O QUE SE PEDE — Liste todas as gírias que o trecho sobre Tom of Finland usa para designar os homens gays anteriores à liberação gay.

TRECHO FORNECIDO —
────

O trabalho de Tom of Finland passou a ser visto como vital para a liberação de homens gays quando o “butch shift” NDT: algo como “deslocação para a macheza” se deu no final dos anos 1970. Anteriormente à liberação gay, a homossexualidade masculina era entendida como restrita a maricas, bichas ou baitolas, homens que adotavam maneirismos femininos e eram homens fracassados. Seus objetos sexuais não se encontravam entre eles próprios. Masculinidade, não feminilidade, era erótica, e o que era desejável era a dureza de homens “de verdade”, não a masculinidade debilitada de viados. Portanto, as bichas desejavam e faziam sexo com aqueles que eram vistos como heterossexuais e machões, ainda que eles evidentemente não fossem heteros (caso contrário, eles dificilmente estariam fazendo sexo com homens gays). A escolha de homens supostamente heterossexuais era uma expressão de autoaversão (ou auto-ódio). Para homens ensinados a se desprezarem por não viverem de acordo com a masculinidade, a homossexualidade não tinha valor algum; apenas a heterossexualidade e a masculinidade verdadeira contavam.

────

MATERIAL —
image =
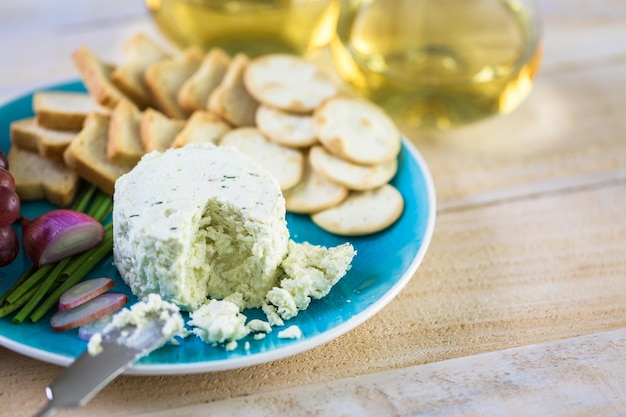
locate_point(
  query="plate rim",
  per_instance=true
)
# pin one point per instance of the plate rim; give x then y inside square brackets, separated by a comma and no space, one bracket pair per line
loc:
[277,353]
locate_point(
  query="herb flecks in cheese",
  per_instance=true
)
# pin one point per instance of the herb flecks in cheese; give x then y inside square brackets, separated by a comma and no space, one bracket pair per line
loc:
[217,230]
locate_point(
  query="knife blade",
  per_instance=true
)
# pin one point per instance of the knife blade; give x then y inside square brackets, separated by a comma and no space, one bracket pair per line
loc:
[90,373]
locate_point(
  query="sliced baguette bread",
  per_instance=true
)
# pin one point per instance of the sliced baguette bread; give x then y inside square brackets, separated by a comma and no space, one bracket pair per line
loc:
[157,131]
[194,93]
[124,143]
[201,127]
[96,76]
[231,100]
[63,110]
[50,144]
[164,78]
[37,178]
[139,53]
[87,154]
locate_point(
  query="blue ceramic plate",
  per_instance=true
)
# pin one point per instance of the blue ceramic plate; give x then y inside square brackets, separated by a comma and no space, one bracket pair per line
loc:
[384,263]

────

RESOLUÇÃO — maricas, bichas, baitolas, viados